• _Given problem_
Locate every line in the items below that contains the string "trail", matching case exactly, and copy each of those lines.

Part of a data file
⟨

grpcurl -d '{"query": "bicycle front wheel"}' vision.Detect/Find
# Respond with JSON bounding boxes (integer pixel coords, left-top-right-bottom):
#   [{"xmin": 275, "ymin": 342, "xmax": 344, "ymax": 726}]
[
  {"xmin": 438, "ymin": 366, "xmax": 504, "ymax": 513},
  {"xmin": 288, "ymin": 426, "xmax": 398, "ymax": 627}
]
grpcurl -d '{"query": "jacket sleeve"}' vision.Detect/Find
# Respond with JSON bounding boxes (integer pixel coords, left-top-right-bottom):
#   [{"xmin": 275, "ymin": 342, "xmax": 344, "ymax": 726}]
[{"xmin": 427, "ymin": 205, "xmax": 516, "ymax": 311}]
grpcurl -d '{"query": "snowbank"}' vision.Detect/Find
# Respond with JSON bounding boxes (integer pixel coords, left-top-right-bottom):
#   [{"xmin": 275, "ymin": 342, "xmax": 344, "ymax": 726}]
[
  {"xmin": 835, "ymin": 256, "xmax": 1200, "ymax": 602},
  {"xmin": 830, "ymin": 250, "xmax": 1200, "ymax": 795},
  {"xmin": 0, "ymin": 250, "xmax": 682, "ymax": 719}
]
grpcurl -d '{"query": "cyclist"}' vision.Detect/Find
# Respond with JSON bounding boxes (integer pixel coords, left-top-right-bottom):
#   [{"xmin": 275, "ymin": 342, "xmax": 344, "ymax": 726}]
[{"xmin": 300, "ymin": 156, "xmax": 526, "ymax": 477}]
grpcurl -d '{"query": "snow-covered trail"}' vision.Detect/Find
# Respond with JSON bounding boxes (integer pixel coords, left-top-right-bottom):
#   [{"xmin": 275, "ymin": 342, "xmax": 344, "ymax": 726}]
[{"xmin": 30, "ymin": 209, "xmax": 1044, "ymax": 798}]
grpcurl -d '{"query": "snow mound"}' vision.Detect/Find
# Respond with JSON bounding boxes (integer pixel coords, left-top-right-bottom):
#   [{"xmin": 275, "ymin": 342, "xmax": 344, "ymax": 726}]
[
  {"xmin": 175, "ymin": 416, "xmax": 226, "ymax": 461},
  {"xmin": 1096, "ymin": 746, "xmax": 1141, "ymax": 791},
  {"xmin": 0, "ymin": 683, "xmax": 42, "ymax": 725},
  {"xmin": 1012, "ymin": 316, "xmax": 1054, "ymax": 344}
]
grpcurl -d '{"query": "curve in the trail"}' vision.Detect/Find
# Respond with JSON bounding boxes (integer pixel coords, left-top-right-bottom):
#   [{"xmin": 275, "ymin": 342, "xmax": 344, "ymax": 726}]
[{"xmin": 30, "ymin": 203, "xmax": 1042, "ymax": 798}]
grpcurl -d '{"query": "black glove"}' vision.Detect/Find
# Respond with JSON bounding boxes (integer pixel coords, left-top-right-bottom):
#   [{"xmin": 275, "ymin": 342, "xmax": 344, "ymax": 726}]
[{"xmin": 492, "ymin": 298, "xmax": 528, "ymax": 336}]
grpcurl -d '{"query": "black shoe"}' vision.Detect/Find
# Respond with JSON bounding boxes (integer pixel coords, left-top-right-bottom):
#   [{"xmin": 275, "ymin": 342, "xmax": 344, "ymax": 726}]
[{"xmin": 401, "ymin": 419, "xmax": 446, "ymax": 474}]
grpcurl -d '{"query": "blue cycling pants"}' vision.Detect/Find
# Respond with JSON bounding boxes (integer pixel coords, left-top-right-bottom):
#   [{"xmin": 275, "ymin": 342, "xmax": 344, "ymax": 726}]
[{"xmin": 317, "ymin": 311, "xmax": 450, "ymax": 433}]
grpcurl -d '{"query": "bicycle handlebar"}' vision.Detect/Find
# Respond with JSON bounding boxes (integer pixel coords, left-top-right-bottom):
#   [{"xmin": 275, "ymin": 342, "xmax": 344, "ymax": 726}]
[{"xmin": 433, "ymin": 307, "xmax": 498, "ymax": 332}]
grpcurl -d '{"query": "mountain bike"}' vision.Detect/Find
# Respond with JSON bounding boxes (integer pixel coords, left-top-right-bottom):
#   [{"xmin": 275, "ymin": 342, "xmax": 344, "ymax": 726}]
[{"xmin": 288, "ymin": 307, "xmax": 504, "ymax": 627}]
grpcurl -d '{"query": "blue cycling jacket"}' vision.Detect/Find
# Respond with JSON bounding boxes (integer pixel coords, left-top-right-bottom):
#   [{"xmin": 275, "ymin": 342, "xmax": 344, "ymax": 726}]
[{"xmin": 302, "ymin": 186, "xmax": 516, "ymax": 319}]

⟩

• _Response to the exercise_
grpcurl -d '{"query": "snow-covered trail"}' vision.Detect/Find
grpcurl -d '{"query": "curve in the trail"}' vision.Detect/Find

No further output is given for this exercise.